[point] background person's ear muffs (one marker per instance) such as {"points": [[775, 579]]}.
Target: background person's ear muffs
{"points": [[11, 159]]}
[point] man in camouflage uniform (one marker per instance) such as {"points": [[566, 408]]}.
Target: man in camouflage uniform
———
» WORK TO COMPLETE
Please reproduce every line of the items above, including the instruction lines, and shift each point coordinate in the answers by adding 50 to it.

» ANSWER FOR THIS EXERCISE
[point] background person's ear muffs (one marker per instance) such as {"points": [[775, 579]]}.
Target: background person's ear muffs
{"points": [[61, 209]]}
[point] man in camouflage uniform (one marker per instance) such as {"points": [[566, 408]]}.
Target: man in camouflage uniform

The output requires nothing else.